Extracted records
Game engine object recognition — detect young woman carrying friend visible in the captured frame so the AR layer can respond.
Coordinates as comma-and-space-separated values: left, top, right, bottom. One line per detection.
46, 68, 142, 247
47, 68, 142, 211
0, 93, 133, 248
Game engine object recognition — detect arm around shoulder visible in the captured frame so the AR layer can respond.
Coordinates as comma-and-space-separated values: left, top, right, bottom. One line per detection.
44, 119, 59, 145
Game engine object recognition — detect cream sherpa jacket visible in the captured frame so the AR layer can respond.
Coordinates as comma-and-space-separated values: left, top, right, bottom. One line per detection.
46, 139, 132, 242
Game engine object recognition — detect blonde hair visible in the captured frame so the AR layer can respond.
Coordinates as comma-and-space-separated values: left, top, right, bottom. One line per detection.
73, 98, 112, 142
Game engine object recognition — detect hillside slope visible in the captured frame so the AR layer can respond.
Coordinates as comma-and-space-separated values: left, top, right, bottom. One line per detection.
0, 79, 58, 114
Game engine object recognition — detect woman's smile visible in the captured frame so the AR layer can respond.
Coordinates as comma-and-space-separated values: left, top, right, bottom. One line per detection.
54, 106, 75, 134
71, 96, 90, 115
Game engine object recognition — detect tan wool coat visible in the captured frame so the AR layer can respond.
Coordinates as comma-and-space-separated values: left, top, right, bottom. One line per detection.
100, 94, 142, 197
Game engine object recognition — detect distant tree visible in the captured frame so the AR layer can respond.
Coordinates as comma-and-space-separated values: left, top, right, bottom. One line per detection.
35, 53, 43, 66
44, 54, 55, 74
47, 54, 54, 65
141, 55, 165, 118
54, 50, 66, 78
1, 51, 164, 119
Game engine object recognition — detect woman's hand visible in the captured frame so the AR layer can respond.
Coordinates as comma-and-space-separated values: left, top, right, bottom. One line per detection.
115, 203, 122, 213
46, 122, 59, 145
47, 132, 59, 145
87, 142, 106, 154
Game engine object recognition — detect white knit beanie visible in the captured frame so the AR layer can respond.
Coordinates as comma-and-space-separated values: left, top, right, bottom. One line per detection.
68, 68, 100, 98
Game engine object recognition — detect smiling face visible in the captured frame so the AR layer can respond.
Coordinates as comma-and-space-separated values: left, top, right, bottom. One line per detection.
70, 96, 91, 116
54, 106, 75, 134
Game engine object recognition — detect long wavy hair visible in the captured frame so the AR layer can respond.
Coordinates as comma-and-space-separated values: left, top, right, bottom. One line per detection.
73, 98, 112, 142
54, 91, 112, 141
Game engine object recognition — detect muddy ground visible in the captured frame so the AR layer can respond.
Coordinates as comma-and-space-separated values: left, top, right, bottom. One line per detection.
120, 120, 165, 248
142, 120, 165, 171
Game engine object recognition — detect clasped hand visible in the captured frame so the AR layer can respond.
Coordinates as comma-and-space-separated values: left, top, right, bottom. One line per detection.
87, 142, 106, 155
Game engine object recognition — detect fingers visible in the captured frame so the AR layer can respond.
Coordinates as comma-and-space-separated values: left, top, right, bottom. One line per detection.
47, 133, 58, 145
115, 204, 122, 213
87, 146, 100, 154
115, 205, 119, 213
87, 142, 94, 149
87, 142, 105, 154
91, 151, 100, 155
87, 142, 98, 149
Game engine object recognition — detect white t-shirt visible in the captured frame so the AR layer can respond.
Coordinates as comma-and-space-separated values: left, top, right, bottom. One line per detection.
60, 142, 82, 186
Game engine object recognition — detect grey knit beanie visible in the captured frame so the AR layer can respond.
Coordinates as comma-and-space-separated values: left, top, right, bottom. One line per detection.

### WHAT YOU HAVE TO DO
Nothing should be left out: repeat all of the data exactly.

### SOLUTION TO THIS EXERCISE
Game engine object recognition — detect young woman carrying friend visible in the captured frame so the AR layer can respond.
Coordinates as comma-and-space-separated values: left, top, right, bottom. One line per detection.
46, 68, 142, 247
47, 68, 142, 211
0, 93, 133, 248
Game engine object recognition — detect arm around shoulder visible in the captured frame so the AR layer can respond.
Coordinates as comma-and-space-separated values: left, top, right, bottom. One line per detection.
44, 119, 59, 145
Game engine object recognition — detect cream sherpa jacket visible in the captured frame so the AR layer can respond.
Coordinates as comma-and-space-separated values: left, top, right, bottom. One line per detection.
46, 139, 132, 242
Game engine object recognition — detect blonde hair visible in the captured frame so the AR layer can respond.
Coordinates as comma-and-space-separated values: left, top, right, bottom. One line per detection.
73, 98, 112, 142
Game engine object recognition — detect hillside slope visible in the captured frame so the AR layer can respond.
Coordinates as comma-and-space-separated values: left, top, right, bottom. One line per detection.
0, 79, 58, 114
Game engine object recognition — detect woman's smile visible in the captured frame so the AR layer can respond.
Coordinates as comma-and-space-separated values: left, top, right, bottom. One line per detection.
54, 106, 75, 134
71, 96, 90, 115
Game engine object recognition — detect tan wool coat visible in the captured frame so the AR layer can respond.
Coordinates as comma-and-space-separated values: left, top, right, bottom. One line per detection.
100, 94, 142, 197
Game engine object recognition — detect distant tree visible in the captured frame so the AR layer can respond.
Coordinates as comma-and-space-separated values: left, top, right, bottom. One line per detection.
35, 53, 43, 66
44, 54, 55, 74
47, 54, 54, 65
141, 55, 165, 118
54, 50, 66, 78
1, 51, 164, 119
Game engine object recognition — detect woman's hand visible in the captured frame so the AR layer can respond.
Coordinates as comma-and-space-separated values: left, top, right, bottom. One line per detection.
115, 203, 122, 213
46, 122, 59, 145
47, 132, 59, 145
87, 142, 106, 154
Game engine object recognition — detect white knit beanie visible in the captured frame so the AR layer can respond.
Coordinates as comma-and-space-separated values: left, top, right, bottom. One line per detection.
68, 68, 100, 98
Game engine object recognition — detect smiling face visible in the captured frame so the AR layer can respond.
Coordinates as comma-and-space-separated values: left, top, right, bottom. One line per detection.
70, 96, 91, 116
54, 106, 75, 134
Game engine object recognition — detect long wavy hair visible in the captured frame so the AR layer can respond.
Coordinates as comma-and-space-separated values: left, top, right, bottom. One line per detection.
73, 98, 112, 142
54, 91, 112, 141
Game engine object recognition — detect muddy ground visible in the captured frame so the AR layer can respond.
Coordinates as comma-and-space-separated values: left, top, right, bottom. One line per detection.
120, 120, 165, 248
142, 120, 165, 171
Game engine object recognition — detect clasped hand visible in the captured frame so the AR layer can respond.
Coordinates as comma-and-space-separated values: left, top, right, bottom. One line per detection.
87, 142, 106, 155
Game engine object recognition — detect fingers visible in the captured frame so the AR layer can respond.
Coordinates as comma-and-space-separated values: left, top, right, bottom. One line per detection.
47, 133, 58, 145
115, 204, 122, 213
87, 146, 100, 154
115, 205, 119, 213
87, 142, 94, 149
87, 142, 105, 154
91, 151, 100, 155
87, 142, 98, 149
Game engine object recognition — detect white t-shirt visible in the captured frame so the AR layer can respond.
Coordinates as comma-and-space-separated values: left, top, right, bottom. One line per detection.
60, 142, 82, 186
Game engine object recognition — detect grey knit beanie visible in the captured frame so the AR layer can respond.
Coordinates as comma-and-space-separated values: left, top, right, bottom. One line per detection.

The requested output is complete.